__SET EXERCISE__. Convert every line of the data below into a Markdown table with two columns, "Row" for the row number and "Line" for the line itself. Leave out blank lines.

__Excerpts from a detection dataset__.

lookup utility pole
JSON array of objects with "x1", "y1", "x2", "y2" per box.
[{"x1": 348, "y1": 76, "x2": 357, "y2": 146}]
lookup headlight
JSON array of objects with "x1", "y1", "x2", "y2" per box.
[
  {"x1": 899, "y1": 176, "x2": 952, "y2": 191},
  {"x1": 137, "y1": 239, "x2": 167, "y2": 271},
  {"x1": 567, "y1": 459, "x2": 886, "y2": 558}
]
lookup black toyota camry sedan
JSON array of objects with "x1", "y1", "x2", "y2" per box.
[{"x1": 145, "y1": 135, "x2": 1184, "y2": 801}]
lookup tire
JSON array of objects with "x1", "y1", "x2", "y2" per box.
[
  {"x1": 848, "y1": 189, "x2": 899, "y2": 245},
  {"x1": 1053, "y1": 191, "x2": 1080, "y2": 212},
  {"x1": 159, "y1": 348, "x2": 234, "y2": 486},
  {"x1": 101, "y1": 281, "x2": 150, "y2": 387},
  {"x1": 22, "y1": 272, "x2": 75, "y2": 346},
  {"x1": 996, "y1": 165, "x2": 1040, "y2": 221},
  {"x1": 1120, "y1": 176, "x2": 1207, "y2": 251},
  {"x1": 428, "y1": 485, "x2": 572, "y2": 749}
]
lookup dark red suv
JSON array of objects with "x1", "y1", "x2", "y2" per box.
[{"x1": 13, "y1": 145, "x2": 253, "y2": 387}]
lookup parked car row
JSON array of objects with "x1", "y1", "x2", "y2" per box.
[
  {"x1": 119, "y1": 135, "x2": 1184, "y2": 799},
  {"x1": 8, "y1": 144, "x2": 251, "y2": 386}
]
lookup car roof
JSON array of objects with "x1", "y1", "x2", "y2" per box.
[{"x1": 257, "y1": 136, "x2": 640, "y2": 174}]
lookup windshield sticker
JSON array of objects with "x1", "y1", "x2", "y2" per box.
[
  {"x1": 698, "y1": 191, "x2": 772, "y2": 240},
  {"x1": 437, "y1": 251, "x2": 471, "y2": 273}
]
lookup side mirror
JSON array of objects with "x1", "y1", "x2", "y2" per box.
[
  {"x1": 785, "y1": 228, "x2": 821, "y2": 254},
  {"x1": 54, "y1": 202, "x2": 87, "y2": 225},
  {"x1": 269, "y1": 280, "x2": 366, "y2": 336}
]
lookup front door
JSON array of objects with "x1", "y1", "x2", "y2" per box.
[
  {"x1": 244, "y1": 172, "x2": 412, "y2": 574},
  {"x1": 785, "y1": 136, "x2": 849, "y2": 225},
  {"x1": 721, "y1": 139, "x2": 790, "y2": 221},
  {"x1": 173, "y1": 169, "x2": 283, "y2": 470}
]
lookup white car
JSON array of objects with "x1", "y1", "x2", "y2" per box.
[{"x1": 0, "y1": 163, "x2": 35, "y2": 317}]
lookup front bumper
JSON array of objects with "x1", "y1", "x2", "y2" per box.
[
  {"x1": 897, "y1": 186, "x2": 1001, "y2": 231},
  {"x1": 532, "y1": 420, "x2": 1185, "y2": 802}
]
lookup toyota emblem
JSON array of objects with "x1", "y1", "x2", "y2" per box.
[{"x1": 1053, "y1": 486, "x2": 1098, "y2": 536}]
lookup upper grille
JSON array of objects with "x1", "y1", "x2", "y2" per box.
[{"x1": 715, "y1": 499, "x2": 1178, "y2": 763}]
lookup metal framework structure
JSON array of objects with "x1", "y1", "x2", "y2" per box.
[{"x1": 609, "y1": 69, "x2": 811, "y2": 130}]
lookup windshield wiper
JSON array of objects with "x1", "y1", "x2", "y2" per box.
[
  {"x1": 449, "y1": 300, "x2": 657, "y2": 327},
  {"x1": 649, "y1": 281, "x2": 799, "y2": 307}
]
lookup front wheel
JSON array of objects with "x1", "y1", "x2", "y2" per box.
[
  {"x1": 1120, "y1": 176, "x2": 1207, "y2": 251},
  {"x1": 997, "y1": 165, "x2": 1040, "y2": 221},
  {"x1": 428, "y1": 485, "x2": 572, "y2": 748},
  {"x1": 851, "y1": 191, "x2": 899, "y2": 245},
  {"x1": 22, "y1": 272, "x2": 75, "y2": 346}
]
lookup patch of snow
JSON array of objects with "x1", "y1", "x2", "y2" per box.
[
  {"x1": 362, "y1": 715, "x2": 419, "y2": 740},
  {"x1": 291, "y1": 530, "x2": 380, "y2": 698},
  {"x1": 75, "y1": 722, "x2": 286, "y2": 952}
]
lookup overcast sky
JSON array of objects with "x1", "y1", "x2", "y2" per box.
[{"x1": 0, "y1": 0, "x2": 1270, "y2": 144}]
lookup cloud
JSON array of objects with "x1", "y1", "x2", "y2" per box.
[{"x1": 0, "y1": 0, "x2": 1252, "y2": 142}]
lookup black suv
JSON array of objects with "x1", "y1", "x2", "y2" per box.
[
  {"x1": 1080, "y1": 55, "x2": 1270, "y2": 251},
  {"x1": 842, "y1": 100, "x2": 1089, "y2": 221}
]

__ANSWER TO THE EXERCISE__.
| Row | Line |
|---|---|
| 1 | lookup utility pole |
| 2 | JSON array of objects with "x1", "y1", "x2", "y2" per box. |
| 3 | [{"x1": 348, "y1": 76, "x2": 357, "y2": 146}] |
| 4 | lookup headlight |
| 5 | JSON array of objects with "x1", "y1", "x2", "y2" per box. |
| 6 | [ |
| 7 |   {"x1": 899, "y1": 176, "x2": 952, "y2": 191}, |
| 8 |   {"x1": 137, "y1": 239, "x2": 167, "y2": 271}, |
| 9 |   {"x1": 567, "y1": 459, "x2": 886, "y2": 558} |
| 10 | ] |
| 11 | lookup black toyota camry sedan |
| 12 | JSON array of objects with "x1", "y1", "x2", "y2" per box. |
| 13 | [{"x1": 145, "y1": 135, "x2": 1184, "y2": 801}] |
| 14 | lookup tire |
| 15 | JSON array of objects with "x1", "y1", "x2", "y2" per box. |
| 16 | [ |
| 17 |   {"x1": 848, "y1": 189, "x2": 899, "y2": 245}, |
| 18 |   {"x1": 1053, "y1": 191, "x2": 1080, "y2": 212}, |
| 19 |   {"x1": 159, "y1": 348, "x2": 234, "y2": 486}, |
| 20 |   {"x1": 101, "y1": 281, "x2": 150, "y2": 387}, |
| 21 |   {"x1": 22, "y1": 272, "x2": 75, "y2": 346}, |
| 22 |   {"x1": 996, "y1": 165, "x2": 1040, "y2": 221}, |
| 23 |   {"x1": 1120, "y1": 176, "x2": 1207, "y2": 251}, |
| 24 |   {"x1": 428, "y1": 485, "x2": 572, "y2": 749} |
| 25 | ] |
| 26 | lookup dark red suv |
| 27 | JSON array of objects with "x1", "y1", "x2", "y2" per box. |
| 28 | [{"x1": 13, "y1": 145, "x2": 253, "y2": 387}] |
| 29 | lookup parked car row |
| 30 | JSON array of objects with "x1", "y1", "x2", "y2" per box. |
| 31 | [ |
| 32 |   {"x1": 119, "y1": 135, "x2": 1184, "y2": 799}, |
| 33 |   {"x1": 8, "y1": 144, "x2": 251, "y2": 386} |
| 34 | ] |
| 35 | lookup car roof |
| 36 | JSON array of objects with "x1", "y1", "x2", "y2" per box. |
| 37 | [{"x1": 257, "y1": 136, "x2": 640, "y2": 174}] |
| 38 | lookup windshield sticker |
| 39 | JSON array of objects with "x1", "y1", "x2", "y2" per box. |
| 40 | [ |
| 41 |   {"x1": 698, "y1": 191, "x2": 772, "y2": 240}, |
| 42 |   {"x1": 437, "y1": 251, "x2": 471, "y2": 273} |
| 43 | ] |
| 44 | lookup side mirror |
| 45 | JSON array of objects with "x1", "y1", "x2", "y2" per box. |
| 46 | [ |
| 47 |   {"x1": 785, "y1": 228, "x2": 821, "y2": 254}, |
| 48 |   {"x1": 54, "y1": 202, "x2": 87, "y2": 225}, |
| 49 |   {"x1": 269, "y1": 280, "x2": 366, "y2": 336} |
| 50 | ] |
| 51 | lookup front door |
| 52 | JSON array of objects with "x1", "y1", "x2", "y2" per box. |
| 53 | [ |
| 54 |   {"x1": 244, "y1": 172, "x2": 412, "y2": 574}, |
| 55 |   {"x1": 785, "y1": 136, "x2": 849, "y2": 225}, |
| 56 |   {"x1": 721, "y1": 139, "x2": 790, "y2": 221}, |
| 57 |   {"x1": 173, "y1": 169, "x2": 283, "y2": 470} |
| 58 | ] |
| 59 | lookup white car |
| 60 | JSON array of objects with "x1", "y1", "x2", "y2" per box. |
| 61 | [{"x1": 0, "y1": 163, "x2": 35, "y2": 317}] |
| 62 | lookup front bumper |
| 63 | JSON array of objects with "x1", "y1", "x2", "y2" per box. |
| 64 | [ |
| 65 |   {"x1": 897, "y1": 186, "x2": 1001, "y2": 231}, |
| 66 |   {"x1": 532, "y1": 420, "x2": 1185, "y2": 802} |
| 67 | ] |
| 68 | lookup toyota emblem |
| 69 | JSON array of objects with "x1", "y1", "x2", "y2" per box. |
| 70 | [{"x1": 1053, "y1": 486, "x2": 1098, "y2": 536}] |
| 71 | lookup upper grille |
| 72 | JSON array of objects with "x1", "y1", "x2", "y2" per box. |
| 73 | [{"x1": 715, "y1": 499, "x2": 1178, "y2": 763}] |
| 74 | lookup metal framework structure |
| 75 | JSON array of objects with "x1", "y1", "x2", "y2" per box. |
| 76 | [{"x1": 609, "y1": 69, "x2": 811, "y2": 130}] |
| 77 | lookup windshield wiper |
| 78 | JSON array of objects with "x1", "y1", "x2", "y2" per box. |
| 79 | [ |
| 80 |   {"x1": 449, "y1": 300, "x2": 657, "y2": 327}, |
| 81 |   {"x1": 649, "y1": 281, "x2": 799, "y2": 307} |
| 82 | ] |
| 83 | lookup front wheel |
| 84 | JSON array of objects with "x1", "y1", "x2", "y2" per box. |
| 85 | [ |
| 86 |   {"x1": 1120, "y1": 176, "x2": 1207, "y2": 251}, |
| 87 |   {"x1": 997, "y1": 165, "x2": 1040, "y2": 221}, |
| 88 |   {"x1": 428, "y1": 485, "x2": 572, "y2": 748}, |
| 89 |   {"x1": 851, "y1": 191, "x2": 899, "y2": 245}, |
| 90 |   {"x1": 22, "y1": 272, "x2": 75, "y2": 346} |
| 91 | ] |
| 92 | lookup patch of snow |
| 93 | JSON array of objects with "x1", "y1", "x2", "y2" per box. |
| 94 | [ |
| 95 |   {"x1": 362, "y1": 715, "x2": 419, "y2": 740}, |
| 96 |   {"x1": 291, "y1": 530, "x2": 380, "y2": 698}, |
| 97 |   {"x1": 75, "y1": 722, "x2": 286, "y2": 952} |
| 98 | ] |
| 99 | lookup overcast sky |
| 100 | JSON array of objects with "x1", "y1", "x2", "y2" per box. |
| 101 | [{"x1": 0, "y1": 0, "x2": 1270, "y2": 144}] |
| 102 | lookup cloud |
| 103 | JSON array of objects with "x1", "y1", "x2", "y2" per box. |
| 104 | [{"x1": 0, "y1": 0, "x2": 1252, "y2": 142}] |
| 105 | lookup black suv |
| 106 | JSON array of objects with "x1", "y1", "x2", "y2" per box. |
| 107 | [ |
| 108 |   {"x1": 1080, "y1": 55, "x2": 1270, "y2": 251}, |
| 109 |   {"x1": 842, "y1": 100, "x2": 1089, "y2": 221} |
| 110 | ] |